• **Records**:
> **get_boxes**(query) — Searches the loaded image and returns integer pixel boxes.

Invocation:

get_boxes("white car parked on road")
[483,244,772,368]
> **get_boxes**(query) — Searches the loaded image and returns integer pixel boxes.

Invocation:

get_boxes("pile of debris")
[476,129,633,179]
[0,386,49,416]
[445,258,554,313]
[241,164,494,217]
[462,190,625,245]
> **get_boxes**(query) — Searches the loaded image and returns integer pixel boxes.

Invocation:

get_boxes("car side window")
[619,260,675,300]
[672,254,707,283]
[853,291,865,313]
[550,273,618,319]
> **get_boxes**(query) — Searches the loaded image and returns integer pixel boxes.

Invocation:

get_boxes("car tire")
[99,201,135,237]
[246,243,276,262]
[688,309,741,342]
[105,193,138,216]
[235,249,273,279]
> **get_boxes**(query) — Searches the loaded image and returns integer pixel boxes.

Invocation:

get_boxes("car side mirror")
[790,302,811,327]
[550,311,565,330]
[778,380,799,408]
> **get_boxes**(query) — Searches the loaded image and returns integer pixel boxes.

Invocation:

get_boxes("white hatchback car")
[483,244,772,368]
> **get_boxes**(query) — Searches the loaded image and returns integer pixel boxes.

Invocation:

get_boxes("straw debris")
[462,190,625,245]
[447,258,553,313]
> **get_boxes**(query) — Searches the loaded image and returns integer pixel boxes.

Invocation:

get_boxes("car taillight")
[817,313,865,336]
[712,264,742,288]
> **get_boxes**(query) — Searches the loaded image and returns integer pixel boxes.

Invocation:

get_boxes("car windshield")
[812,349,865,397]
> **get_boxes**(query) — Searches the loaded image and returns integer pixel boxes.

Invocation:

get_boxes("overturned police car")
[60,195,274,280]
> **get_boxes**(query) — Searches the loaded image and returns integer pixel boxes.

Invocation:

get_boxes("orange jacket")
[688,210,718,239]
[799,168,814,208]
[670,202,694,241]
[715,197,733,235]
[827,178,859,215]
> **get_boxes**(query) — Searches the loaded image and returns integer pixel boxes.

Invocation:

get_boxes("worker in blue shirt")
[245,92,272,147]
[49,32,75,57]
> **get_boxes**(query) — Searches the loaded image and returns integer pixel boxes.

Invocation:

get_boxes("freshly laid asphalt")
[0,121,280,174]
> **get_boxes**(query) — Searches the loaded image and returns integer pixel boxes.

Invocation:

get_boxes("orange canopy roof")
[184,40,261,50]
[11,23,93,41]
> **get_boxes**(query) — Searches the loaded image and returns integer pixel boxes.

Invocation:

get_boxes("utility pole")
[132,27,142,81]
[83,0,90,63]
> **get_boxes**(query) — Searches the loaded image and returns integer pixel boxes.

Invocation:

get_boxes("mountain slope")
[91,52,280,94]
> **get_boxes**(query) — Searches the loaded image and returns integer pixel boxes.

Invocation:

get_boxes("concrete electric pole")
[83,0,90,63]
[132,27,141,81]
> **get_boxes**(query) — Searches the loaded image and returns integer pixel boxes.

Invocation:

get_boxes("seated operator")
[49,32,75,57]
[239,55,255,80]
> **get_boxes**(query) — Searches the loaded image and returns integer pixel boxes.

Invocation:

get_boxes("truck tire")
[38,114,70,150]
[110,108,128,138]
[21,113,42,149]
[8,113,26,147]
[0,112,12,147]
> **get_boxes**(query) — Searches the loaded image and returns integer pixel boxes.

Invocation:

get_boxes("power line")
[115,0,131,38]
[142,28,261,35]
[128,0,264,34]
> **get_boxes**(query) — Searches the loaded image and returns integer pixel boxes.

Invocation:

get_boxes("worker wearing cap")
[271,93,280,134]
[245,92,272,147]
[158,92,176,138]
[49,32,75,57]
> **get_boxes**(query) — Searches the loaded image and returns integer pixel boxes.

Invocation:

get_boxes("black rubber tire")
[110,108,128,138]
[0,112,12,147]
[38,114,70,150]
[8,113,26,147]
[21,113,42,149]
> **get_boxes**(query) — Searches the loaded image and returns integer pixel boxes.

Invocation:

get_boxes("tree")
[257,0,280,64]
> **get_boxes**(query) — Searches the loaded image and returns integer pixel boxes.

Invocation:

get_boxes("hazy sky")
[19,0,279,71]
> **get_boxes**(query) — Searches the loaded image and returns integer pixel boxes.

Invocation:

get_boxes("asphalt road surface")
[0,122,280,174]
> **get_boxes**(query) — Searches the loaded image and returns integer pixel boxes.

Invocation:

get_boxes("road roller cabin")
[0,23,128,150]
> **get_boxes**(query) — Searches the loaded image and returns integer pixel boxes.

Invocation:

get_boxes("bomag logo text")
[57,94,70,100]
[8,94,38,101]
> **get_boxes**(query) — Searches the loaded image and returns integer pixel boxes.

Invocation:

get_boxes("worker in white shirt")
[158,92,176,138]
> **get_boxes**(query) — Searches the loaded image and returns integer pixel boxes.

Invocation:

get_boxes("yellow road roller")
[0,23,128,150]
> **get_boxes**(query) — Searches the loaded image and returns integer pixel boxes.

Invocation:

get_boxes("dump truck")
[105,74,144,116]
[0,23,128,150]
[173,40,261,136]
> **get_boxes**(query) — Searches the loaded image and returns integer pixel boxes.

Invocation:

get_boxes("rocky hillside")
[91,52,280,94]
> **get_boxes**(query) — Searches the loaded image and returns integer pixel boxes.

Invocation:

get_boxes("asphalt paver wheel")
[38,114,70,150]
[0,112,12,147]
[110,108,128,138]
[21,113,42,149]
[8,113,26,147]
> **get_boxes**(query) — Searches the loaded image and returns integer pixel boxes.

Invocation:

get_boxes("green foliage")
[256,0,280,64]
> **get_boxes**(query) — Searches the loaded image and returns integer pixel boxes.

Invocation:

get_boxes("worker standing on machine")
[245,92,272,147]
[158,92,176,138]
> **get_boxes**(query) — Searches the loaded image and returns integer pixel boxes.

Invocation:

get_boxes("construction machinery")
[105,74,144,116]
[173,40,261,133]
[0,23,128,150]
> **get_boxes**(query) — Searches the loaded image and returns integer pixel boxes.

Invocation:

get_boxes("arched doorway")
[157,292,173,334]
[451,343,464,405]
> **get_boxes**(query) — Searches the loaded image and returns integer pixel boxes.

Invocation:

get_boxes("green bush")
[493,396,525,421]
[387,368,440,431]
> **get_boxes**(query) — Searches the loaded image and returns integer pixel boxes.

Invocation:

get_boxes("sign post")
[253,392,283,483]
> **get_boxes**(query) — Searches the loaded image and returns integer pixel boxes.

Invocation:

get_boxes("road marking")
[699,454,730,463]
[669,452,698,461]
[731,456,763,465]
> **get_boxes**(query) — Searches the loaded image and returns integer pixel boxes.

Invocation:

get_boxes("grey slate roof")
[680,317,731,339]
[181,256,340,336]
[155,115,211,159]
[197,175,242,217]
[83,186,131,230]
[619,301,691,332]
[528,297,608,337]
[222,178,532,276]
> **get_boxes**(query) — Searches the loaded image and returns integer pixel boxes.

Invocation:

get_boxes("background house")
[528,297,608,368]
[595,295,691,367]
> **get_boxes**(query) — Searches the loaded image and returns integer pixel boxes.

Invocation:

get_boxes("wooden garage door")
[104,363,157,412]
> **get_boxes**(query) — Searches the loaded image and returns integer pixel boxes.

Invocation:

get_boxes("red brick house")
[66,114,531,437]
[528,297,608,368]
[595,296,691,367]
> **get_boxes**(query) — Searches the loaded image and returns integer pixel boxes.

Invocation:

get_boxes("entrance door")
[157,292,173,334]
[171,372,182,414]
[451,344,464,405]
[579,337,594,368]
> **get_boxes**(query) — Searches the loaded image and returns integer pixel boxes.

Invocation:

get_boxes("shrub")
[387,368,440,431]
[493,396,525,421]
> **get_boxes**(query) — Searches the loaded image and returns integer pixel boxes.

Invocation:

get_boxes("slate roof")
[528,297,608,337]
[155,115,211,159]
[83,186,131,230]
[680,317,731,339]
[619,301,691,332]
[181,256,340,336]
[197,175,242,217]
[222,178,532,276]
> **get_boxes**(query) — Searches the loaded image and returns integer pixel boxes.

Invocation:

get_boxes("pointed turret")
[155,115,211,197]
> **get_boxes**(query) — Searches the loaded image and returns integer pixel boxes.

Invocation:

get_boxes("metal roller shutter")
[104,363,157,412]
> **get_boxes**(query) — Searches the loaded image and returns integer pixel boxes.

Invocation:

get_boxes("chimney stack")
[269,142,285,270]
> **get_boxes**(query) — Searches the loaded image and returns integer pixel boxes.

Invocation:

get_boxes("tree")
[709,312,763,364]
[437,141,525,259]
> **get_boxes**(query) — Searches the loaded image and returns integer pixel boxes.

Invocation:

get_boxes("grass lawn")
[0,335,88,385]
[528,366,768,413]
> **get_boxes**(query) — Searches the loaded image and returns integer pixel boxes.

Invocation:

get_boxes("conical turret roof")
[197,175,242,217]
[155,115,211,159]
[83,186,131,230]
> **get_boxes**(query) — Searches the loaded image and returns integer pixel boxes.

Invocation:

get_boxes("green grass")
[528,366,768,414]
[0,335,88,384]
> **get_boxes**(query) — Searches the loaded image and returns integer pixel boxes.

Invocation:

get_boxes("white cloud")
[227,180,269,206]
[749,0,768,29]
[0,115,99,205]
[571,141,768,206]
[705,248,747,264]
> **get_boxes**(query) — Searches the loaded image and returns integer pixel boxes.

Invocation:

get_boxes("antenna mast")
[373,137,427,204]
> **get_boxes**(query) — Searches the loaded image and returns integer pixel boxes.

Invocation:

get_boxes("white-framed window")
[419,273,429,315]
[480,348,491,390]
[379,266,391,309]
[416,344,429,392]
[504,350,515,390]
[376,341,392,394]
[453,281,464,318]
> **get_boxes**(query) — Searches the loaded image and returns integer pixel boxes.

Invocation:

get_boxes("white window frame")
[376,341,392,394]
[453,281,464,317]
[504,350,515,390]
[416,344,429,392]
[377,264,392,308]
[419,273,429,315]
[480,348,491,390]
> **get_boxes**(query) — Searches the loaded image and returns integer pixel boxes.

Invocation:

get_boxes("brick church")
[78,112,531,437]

• **Short task**:
Pick out every line of the records above that contains the string "window", treating uppercase and lowercase as different.

• **Completed task**:
get_boxes("car side window")
get_boxes("white-framed window")
get_boxes("white window frame")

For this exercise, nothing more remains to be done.